* **STATED PROBLEM**: Begin with the line containing "Find the <item>dragonfly" and copy each line exactly through the last line of the entries, inclusive.

***

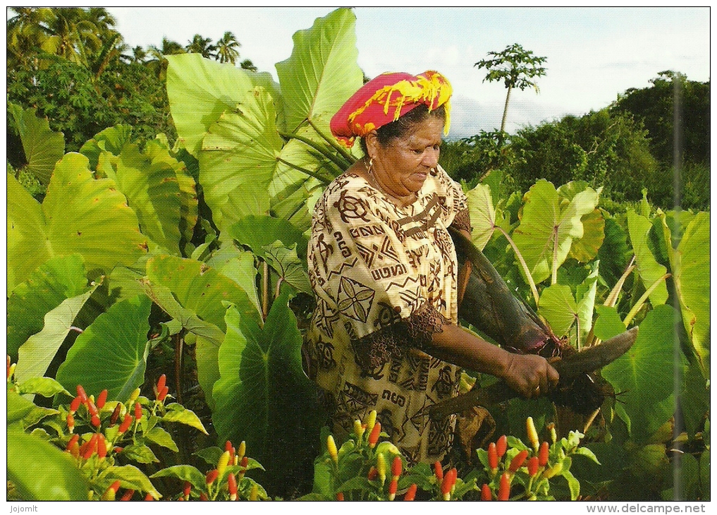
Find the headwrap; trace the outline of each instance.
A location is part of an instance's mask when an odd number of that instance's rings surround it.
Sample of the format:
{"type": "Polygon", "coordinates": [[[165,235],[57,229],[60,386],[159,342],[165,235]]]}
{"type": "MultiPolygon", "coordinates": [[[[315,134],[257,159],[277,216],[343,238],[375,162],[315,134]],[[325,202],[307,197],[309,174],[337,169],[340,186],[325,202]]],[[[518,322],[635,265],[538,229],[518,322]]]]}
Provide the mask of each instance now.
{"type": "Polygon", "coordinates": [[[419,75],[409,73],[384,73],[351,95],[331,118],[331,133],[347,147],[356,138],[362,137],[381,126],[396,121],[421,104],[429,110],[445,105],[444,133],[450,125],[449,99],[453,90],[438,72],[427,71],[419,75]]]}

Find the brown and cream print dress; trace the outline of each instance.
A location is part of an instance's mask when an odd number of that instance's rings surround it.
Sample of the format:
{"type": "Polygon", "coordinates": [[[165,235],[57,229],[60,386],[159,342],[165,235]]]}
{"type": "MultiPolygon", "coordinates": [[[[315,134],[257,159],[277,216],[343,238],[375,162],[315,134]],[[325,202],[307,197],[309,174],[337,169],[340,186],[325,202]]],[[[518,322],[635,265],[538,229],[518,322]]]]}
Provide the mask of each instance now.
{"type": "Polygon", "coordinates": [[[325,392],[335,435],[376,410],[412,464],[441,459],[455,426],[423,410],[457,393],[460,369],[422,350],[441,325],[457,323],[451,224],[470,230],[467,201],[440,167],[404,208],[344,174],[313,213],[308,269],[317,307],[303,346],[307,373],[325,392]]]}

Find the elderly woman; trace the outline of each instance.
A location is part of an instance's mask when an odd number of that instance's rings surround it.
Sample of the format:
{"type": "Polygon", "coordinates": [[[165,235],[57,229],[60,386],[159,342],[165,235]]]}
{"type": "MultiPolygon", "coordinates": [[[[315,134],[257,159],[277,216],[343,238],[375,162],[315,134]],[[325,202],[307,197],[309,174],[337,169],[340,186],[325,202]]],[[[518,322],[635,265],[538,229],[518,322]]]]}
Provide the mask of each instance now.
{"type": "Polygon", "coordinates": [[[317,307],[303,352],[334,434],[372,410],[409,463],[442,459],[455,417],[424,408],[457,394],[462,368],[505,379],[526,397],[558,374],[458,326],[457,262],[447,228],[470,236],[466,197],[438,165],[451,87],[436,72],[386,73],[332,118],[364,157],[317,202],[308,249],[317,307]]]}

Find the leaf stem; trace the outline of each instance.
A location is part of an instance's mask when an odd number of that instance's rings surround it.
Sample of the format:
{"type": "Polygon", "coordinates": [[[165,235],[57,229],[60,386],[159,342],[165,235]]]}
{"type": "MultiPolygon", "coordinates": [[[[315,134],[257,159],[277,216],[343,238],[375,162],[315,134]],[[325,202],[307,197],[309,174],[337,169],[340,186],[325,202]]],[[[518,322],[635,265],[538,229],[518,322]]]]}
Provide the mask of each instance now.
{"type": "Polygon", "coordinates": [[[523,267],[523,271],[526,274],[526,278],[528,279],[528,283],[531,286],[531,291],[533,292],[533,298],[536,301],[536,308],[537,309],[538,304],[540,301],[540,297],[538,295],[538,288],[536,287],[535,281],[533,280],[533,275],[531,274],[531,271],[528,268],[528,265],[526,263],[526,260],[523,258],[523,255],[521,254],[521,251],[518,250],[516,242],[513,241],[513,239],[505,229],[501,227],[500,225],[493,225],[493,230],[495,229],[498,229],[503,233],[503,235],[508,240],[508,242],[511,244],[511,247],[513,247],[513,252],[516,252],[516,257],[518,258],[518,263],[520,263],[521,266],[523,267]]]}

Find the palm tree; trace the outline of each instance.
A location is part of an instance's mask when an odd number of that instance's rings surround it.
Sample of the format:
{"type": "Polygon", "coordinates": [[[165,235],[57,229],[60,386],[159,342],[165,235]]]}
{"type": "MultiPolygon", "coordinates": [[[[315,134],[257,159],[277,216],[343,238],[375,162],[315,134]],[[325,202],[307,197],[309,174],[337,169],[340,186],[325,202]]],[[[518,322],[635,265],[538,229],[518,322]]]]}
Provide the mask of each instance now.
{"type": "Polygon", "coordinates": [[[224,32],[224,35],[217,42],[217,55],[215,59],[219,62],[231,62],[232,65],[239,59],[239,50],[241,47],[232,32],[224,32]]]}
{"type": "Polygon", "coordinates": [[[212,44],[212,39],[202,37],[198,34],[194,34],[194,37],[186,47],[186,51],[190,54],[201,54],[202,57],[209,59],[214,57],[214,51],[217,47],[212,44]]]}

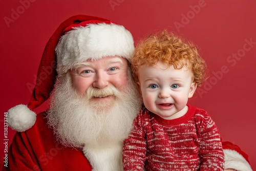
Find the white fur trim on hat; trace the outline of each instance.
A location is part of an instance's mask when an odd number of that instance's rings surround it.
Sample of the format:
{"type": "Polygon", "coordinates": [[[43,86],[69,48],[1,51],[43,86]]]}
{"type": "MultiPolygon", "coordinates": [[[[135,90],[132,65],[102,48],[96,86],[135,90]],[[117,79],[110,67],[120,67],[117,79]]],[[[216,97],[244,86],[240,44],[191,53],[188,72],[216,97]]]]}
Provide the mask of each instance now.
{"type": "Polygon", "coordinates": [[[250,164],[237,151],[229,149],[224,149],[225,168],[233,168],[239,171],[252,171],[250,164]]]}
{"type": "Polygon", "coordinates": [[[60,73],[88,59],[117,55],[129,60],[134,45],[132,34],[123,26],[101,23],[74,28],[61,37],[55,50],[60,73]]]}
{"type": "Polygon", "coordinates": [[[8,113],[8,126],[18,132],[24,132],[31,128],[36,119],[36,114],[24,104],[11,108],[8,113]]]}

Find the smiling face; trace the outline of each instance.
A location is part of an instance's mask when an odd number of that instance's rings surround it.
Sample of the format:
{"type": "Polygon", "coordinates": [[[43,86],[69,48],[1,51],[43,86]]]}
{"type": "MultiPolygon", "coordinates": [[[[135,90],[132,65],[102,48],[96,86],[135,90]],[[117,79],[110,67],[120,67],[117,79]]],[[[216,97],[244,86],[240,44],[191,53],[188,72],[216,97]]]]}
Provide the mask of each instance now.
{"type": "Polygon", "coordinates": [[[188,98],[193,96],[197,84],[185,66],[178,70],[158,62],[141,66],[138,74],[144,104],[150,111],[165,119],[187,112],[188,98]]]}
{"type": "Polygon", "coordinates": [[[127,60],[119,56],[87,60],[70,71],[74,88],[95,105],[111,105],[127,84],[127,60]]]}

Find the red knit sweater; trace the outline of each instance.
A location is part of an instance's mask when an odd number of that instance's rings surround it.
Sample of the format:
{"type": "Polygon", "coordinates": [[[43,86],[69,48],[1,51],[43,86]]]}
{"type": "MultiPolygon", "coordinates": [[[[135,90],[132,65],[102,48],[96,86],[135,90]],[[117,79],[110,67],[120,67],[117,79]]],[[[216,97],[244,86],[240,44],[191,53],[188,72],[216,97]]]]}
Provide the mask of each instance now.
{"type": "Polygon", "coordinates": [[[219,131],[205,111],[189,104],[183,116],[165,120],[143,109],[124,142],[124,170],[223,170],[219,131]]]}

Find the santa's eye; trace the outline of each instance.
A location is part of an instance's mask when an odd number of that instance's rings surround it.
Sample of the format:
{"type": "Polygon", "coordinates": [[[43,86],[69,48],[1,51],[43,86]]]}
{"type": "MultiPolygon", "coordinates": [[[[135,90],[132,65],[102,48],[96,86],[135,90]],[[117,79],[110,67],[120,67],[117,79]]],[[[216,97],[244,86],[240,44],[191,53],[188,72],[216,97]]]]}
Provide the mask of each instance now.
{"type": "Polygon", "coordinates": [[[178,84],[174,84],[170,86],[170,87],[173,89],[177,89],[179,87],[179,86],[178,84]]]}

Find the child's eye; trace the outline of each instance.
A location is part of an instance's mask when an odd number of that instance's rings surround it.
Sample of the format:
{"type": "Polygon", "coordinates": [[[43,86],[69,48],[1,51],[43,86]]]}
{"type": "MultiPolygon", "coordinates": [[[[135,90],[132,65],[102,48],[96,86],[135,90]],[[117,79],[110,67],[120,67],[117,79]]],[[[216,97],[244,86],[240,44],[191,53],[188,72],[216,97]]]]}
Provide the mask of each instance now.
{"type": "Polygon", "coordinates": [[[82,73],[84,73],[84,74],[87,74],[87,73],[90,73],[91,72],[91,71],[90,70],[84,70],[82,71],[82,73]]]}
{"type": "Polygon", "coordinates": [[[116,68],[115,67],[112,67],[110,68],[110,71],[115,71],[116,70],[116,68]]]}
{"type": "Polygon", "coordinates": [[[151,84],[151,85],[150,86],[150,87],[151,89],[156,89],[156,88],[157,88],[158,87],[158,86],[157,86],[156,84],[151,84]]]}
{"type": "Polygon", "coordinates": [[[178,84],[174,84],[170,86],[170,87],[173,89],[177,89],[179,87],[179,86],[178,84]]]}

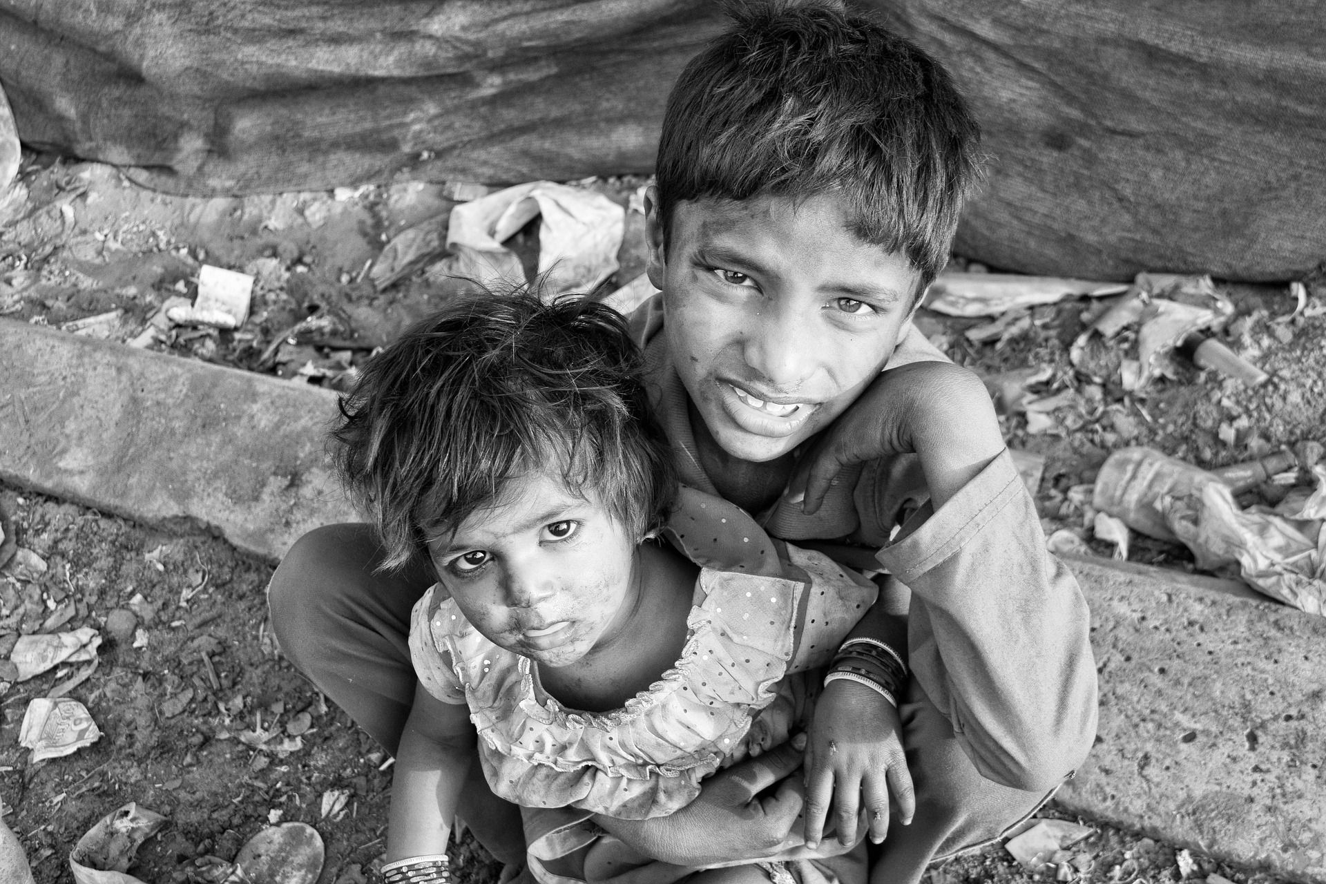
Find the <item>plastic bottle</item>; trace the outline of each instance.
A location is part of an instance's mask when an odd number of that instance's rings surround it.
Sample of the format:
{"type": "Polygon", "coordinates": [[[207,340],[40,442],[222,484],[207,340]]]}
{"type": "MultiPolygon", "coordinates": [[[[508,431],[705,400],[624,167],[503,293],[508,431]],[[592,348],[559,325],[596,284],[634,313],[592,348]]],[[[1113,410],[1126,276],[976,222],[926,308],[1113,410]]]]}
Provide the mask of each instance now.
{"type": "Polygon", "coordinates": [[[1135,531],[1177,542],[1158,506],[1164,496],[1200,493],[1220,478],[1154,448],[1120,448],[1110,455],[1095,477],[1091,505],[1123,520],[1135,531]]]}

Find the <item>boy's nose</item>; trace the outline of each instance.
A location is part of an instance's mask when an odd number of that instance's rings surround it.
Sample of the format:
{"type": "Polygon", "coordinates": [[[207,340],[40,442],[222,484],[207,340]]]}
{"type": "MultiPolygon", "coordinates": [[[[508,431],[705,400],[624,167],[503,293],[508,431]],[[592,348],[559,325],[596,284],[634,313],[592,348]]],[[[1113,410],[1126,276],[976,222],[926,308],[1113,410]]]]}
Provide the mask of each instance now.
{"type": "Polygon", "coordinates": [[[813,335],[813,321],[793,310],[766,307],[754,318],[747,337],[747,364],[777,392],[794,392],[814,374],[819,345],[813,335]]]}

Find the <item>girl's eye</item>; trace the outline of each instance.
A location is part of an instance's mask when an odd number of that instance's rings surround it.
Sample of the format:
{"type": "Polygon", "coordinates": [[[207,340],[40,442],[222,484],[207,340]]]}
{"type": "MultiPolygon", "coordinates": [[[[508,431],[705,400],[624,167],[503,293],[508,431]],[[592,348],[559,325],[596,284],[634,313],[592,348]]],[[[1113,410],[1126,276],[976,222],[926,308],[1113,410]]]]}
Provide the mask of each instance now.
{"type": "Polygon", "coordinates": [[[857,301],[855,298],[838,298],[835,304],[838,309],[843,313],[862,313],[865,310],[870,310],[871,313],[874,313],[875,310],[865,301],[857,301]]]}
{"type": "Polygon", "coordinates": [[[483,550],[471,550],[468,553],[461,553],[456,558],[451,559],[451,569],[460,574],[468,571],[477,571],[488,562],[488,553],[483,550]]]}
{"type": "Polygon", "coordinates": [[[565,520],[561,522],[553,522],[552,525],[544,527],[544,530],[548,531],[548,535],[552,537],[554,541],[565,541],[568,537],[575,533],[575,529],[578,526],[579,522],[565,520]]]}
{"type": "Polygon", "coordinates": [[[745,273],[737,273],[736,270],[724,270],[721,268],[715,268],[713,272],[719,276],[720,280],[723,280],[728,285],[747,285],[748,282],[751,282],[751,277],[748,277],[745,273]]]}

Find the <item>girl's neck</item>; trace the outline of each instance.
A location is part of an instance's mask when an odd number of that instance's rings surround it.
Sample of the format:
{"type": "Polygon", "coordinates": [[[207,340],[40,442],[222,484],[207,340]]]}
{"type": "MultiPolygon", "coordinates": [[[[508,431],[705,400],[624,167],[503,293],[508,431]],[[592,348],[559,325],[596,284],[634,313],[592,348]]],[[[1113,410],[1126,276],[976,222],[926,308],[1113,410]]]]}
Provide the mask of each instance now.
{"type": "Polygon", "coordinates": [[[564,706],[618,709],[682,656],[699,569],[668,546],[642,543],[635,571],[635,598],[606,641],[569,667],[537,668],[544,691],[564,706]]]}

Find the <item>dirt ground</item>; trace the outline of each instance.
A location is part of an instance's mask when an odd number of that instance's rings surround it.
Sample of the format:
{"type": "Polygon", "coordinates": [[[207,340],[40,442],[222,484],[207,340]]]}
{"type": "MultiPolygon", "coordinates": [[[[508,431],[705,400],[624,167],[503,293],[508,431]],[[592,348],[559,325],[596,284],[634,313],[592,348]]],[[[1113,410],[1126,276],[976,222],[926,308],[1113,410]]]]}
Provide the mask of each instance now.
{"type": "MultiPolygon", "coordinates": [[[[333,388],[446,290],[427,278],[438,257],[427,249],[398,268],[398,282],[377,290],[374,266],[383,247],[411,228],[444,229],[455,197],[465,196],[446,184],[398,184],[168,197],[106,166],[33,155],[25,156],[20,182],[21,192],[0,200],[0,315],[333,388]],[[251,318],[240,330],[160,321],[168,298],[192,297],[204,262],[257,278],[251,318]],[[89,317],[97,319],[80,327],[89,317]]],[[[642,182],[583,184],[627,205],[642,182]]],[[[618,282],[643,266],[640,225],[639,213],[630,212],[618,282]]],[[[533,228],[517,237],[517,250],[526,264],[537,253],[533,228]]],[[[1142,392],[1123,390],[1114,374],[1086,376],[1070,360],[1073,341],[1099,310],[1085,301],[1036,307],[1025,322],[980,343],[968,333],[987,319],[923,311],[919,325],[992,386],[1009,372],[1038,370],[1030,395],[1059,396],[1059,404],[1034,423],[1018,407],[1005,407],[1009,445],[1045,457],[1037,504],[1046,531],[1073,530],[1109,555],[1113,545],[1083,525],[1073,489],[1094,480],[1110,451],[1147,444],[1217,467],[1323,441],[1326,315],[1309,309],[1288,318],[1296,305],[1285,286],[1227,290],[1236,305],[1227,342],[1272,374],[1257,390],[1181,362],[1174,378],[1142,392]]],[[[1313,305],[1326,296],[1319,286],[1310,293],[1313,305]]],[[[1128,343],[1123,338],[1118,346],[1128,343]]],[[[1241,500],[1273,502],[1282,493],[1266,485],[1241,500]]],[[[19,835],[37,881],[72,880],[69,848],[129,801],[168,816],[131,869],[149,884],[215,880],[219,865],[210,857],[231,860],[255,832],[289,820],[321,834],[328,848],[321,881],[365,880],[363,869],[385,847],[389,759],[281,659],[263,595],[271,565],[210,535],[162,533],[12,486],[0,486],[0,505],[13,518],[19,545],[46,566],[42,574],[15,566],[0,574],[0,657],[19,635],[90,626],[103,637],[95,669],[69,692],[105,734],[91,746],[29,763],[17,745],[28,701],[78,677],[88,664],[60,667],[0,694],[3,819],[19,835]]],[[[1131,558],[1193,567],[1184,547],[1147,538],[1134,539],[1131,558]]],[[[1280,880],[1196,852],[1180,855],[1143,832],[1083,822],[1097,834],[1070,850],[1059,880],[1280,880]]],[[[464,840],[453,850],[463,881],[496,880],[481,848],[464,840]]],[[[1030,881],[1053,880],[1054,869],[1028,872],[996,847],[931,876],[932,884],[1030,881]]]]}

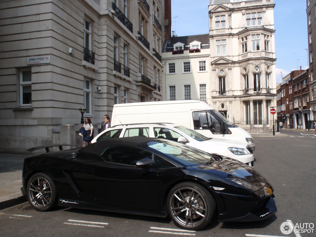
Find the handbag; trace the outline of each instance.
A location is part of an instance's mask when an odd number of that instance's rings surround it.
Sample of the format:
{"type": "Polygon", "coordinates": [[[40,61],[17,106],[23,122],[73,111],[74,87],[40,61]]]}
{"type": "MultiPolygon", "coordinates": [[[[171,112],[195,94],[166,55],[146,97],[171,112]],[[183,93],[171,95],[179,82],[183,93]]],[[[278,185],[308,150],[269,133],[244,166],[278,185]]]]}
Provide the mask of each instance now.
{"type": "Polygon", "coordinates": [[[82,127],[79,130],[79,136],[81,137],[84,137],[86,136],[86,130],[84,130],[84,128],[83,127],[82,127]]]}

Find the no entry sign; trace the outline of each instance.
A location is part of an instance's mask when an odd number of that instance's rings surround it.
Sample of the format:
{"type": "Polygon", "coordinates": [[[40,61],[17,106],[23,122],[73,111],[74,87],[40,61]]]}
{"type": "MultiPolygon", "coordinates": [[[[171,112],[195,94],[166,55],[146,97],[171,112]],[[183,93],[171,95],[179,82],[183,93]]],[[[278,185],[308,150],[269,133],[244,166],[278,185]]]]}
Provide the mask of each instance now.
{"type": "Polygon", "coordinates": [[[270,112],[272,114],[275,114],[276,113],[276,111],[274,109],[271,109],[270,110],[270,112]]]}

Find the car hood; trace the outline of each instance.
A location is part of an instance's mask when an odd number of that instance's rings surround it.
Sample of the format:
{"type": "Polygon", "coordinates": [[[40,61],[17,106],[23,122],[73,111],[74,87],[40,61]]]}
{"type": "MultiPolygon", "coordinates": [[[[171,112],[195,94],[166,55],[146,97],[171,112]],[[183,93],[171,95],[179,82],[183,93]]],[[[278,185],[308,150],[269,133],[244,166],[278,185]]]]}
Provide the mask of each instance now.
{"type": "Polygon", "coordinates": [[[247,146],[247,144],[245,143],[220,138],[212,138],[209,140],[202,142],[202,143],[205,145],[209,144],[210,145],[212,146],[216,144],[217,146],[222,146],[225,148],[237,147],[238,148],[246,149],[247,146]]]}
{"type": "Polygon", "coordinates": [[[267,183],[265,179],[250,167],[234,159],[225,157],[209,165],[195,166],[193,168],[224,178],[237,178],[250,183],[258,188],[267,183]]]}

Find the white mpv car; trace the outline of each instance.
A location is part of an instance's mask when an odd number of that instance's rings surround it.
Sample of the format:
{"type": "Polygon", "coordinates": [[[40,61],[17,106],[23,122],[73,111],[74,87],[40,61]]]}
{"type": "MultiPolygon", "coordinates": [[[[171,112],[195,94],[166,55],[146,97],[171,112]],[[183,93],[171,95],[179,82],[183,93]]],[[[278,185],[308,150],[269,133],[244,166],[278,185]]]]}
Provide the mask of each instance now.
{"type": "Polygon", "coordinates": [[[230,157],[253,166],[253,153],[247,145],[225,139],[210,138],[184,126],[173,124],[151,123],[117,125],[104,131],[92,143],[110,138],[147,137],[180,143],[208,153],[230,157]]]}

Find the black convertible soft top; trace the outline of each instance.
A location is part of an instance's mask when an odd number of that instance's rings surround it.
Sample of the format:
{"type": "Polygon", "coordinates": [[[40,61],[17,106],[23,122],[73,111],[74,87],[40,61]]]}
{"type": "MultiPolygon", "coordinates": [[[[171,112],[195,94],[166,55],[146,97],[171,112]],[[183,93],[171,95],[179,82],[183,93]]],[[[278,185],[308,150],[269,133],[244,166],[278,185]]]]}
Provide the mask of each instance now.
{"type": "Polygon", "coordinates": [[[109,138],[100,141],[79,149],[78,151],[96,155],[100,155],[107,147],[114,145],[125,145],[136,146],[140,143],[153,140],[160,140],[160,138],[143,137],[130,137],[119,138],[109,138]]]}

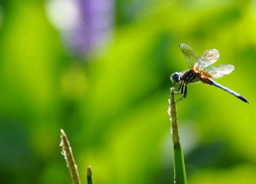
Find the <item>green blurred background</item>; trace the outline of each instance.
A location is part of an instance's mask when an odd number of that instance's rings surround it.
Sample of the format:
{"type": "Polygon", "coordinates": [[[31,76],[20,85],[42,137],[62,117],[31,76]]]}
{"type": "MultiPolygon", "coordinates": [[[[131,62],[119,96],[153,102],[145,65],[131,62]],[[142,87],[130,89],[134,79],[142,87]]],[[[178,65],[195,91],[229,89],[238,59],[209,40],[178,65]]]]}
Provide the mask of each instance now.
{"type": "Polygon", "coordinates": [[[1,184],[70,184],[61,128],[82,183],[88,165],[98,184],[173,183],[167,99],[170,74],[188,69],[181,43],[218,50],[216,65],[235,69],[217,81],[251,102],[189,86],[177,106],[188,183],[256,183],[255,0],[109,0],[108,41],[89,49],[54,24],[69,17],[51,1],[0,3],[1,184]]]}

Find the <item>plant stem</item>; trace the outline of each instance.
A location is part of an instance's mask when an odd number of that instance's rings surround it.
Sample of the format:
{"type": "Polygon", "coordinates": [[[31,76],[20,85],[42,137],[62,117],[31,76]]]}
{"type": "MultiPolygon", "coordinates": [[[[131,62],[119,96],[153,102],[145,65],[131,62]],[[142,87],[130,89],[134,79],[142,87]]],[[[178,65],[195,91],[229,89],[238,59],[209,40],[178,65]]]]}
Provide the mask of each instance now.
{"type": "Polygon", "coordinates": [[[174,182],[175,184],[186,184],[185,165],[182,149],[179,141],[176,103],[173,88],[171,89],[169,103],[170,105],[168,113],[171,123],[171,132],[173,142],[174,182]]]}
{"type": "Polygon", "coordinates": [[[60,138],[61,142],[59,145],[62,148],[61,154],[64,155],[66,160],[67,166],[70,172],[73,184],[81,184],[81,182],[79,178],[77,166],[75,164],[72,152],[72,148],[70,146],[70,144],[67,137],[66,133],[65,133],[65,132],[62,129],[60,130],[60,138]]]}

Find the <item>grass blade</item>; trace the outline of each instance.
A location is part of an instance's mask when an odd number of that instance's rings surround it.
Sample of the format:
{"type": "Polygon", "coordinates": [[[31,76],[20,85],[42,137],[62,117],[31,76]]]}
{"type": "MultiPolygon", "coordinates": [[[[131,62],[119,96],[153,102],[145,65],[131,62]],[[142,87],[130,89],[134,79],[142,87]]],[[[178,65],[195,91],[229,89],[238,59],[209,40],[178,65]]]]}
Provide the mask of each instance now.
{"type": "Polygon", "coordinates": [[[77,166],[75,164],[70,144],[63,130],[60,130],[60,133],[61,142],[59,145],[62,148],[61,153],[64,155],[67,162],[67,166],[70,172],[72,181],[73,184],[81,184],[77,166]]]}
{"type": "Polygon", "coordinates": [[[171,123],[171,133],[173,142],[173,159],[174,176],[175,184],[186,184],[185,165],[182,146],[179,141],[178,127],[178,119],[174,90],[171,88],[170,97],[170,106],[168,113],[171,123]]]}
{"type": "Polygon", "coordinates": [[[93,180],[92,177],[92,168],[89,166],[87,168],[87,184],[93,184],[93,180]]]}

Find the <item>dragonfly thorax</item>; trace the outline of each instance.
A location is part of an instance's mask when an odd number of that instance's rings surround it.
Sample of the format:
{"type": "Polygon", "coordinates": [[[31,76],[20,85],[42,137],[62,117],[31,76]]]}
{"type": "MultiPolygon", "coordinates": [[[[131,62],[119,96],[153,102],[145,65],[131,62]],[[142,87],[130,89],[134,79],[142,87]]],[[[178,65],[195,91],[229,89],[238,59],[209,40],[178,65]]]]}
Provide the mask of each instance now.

***

* **SOLUTION**:
Find the <item>dragonfly thorax</item>; trace the outline of each instance.
A location is part of an instance's mask when an odd number of that instance's rings surround it.
Sample of the format:
{"type": "Polygon", "coordinates": [[[31,76],[20,85],[42,137],[62,117],[31,76]]]}
{"type": "MultiPolygon", "coordinates": [[[[131,62],[119,96],[153,102],[145,65],[131,62]],[[142,87],[130,89],[134,79],[142,87]]],[[[178,65],[195,91],[229,89],[238,59],[209,40],[178,65]]]]}
Provide the mask of each instance now.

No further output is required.